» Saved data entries
-=-=-
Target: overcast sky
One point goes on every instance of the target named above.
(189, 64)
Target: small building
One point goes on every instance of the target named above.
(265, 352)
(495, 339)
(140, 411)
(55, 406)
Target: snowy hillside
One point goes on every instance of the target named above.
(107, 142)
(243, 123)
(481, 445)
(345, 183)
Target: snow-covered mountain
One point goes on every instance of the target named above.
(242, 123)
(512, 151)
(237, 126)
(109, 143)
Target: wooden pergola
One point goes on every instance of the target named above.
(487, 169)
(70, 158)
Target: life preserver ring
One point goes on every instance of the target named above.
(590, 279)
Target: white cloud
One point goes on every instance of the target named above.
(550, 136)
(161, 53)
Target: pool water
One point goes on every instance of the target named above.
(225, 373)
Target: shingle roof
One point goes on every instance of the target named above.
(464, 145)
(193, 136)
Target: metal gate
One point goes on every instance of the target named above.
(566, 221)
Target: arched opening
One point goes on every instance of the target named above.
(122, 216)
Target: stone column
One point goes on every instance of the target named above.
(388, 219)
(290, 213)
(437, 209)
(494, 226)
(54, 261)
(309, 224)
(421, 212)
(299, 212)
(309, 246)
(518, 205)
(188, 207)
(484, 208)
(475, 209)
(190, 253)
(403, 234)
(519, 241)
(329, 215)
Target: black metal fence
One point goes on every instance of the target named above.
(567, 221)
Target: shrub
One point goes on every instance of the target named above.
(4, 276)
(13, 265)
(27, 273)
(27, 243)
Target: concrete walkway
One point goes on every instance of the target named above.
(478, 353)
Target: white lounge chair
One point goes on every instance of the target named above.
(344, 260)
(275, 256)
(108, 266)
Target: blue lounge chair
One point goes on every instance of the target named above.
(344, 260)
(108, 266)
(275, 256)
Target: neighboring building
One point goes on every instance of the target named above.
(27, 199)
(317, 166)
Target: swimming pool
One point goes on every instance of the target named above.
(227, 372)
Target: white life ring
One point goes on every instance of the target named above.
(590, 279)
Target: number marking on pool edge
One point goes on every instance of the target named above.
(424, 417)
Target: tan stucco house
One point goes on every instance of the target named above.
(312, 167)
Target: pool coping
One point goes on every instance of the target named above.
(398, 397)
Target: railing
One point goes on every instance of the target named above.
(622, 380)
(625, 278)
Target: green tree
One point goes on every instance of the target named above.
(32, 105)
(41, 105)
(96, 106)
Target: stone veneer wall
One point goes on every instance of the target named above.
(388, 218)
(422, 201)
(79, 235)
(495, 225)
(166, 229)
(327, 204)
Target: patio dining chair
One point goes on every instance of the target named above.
-=-=-
» Goal of the exercise
Show all lines from the data above in which the word "white" appears.

» Solution for this problem
Target: white cloud
Target: white lounge chair
Target: white life ring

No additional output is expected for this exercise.